▶ **READING PASSAGE**:
┄┄┄┄┄┄┄┄┄┄

Many in the international community cannot see beyond the veil. Not only that, India actively and strategically propagates this image of peace in the world through agents called ‘Research and Analysis’ agents to camouflage its gross human rights violations against minorities. This lie or ‘veil of peace’ is their very best defence against international criticisms and sanctions. It’s hard to see in your mind’s eye the most peaceful country in the world as the most violent–and yet it is!!!

To see ‘Beyond the Veil’ is the challenge when it comes to India.

The actual embodiment of this strategy of peace propagating could very well be prime minister Indira Gandhi. She has absolutely no relation to Mahatma Gandhi. Zero.

In fact she belongs to the ruling castes that Gandhi had begun to critisise for taking over government and industry before he was assassinated by a Brahmin radical. She was part of a minority ruling caste group that Gandhi believed had conflicting interests with lower castes. Yet she changed the spelling of her name to the lower caste, Hindu spelling. The big question is: Why?

┄┄┄┄┄┄┄┄┄┄

▶ **GIVEN TASK**: Please rewrite the passage about India from "The actual embodiment" up to and including "question is: Why?", changing "assassinated" to "killed". The records below have nothing to do with the passage about India.

┄┄┄┄┄┄┄┄┄┄

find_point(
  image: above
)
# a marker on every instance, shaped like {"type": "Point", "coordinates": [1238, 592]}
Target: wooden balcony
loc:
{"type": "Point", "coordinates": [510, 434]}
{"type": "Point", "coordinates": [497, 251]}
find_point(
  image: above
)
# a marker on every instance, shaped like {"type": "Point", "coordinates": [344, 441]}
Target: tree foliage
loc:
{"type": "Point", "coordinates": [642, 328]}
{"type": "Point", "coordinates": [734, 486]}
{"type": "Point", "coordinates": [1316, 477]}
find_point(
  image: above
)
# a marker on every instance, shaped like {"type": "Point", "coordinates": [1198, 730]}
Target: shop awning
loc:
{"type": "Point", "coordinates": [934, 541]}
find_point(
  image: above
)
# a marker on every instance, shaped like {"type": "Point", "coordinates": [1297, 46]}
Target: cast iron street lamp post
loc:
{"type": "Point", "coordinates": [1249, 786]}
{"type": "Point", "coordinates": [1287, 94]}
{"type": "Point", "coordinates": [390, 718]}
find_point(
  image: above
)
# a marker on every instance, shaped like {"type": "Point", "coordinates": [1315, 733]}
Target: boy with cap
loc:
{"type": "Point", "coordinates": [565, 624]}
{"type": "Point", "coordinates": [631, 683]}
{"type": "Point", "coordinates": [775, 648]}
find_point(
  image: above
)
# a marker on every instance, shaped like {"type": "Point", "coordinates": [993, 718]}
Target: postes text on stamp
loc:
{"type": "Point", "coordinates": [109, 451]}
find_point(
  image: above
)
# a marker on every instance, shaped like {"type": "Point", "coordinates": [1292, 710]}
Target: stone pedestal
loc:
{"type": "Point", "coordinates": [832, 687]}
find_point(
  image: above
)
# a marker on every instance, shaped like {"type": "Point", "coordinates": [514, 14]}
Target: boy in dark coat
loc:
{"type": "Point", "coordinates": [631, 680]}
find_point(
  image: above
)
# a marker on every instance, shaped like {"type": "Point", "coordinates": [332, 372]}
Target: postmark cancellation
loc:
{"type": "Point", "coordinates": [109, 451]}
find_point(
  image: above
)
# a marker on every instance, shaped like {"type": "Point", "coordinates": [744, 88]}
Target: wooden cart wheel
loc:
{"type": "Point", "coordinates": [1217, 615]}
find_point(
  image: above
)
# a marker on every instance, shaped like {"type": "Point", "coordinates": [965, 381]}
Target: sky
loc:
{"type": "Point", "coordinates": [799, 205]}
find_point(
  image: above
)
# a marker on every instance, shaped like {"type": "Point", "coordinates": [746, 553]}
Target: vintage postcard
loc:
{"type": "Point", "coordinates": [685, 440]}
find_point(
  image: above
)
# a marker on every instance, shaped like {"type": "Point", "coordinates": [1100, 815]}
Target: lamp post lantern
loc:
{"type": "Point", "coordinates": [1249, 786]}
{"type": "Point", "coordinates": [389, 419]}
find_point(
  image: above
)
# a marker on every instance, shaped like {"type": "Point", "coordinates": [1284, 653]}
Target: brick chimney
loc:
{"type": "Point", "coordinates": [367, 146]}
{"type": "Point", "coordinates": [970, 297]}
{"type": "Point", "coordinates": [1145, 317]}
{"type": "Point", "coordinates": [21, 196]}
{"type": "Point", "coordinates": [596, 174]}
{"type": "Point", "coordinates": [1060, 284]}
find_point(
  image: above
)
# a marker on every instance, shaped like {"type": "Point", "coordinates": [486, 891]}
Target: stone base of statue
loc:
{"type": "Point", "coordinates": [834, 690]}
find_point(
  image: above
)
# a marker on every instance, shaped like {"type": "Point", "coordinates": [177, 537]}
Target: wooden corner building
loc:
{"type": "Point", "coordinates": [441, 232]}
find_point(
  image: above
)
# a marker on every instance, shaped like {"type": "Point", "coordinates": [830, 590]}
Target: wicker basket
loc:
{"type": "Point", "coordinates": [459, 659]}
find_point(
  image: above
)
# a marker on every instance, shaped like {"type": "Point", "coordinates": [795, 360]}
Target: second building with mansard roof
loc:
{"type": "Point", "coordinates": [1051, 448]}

┄┄┄┄┄┄┄┄┄┄

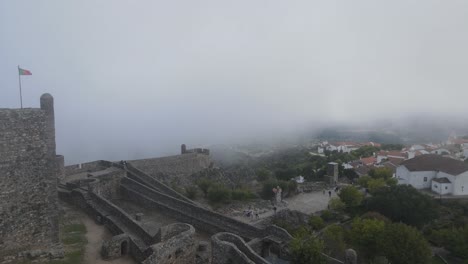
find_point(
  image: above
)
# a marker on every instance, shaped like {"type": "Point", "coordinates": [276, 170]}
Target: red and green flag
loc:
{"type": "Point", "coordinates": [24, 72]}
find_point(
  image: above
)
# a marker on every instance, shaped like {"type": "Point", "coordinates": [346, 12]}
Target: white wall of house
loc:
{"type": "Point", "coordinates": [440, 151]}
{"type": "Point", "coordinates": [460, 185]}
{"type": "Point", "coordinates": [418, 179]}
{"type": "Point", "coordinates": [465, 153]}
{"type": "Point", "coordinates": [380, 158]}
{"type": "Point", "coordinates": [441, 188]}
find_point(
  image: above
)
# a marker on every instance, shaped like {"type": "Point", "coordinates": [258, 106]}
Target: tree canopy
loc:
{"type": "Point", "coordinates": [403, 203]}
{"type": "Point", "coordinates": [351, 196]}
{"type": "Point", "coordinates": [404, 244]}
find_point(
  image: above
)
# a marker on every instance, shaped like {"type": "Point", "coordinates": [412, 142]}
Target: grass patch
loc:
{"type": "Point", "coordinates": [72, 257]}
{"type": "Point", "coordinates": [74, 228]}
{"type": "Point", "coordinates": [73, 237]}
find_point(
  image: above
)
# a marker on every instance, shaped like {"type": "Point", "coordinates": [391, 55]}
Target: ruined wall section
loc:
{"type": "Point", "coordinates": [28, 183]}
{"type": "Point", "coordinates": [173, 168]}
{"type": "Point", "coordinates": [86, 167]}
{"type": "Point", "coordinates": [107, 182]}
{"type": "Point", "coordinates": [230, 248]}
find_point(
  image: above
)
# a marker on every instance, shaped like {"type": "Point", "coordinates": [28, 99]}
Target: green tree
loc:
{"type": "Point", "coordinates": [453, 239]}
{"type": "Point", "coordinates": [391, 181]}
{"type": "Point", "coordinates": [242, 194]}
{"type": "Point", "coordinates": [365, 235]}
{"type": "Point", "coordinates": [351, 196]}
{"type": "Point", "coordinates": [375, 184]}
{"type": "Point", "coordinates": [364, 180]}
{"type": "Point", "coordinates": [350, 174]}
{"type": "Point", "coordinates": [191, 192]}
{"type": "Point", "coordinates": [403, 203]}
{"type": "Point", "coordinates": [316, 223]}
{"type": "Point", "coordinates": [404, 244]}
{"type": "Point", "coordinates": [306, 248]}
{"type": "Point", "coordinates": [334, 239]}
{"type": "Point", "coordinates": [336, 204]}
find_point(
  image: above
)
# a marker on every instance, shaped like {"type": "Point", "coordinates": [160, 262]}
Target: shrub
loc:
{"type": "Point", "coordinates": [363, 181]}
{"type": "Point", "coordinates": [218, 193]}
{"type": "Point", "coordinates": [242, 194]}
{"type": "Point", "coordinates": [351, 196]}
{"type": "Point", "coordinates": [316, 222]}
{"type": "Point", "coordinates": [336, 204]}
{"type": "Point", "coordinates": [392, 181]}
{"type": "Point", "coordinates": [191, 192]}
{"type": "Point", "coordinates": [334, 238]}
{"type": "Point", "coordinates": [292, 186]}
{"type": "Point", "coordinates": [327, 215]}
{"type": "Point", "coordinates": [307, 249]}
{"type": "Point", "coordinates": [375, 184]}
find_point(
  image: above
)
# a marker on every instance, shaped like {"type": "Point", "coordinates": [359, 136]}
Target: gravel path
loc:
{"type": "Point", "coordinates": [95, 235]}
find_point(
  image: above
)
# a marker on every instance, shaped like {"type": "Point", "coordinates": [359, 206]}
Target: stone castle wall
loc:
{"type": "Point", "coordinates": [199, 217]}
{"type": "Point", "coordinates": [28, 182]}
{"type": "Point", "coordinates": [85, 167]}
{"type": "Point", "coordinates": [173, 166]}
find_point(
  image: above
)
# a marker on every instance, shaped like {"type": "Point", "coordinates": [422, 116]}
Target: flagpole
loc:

┄┄┄┄┄┄┄┄┄┄

▶ **WRITTEN RESPONSE**:
The actual embodiment of this strategy of peace propagating could very well be prime minister Indira Gandhi. She has absolutely no relation to Mahatma Gandhi. Zero.

In fact she belongs to the ruling castes that Gandhi had begun to critisise for taking over government and industry before he was killed by a Brahmin radical. She was part of a minority ruling caste group that Gandhi believed had conflicting interests with lower castes. Yet she changed the spelling of her name to the lower caste, Hindu spelling. The big question is: Why?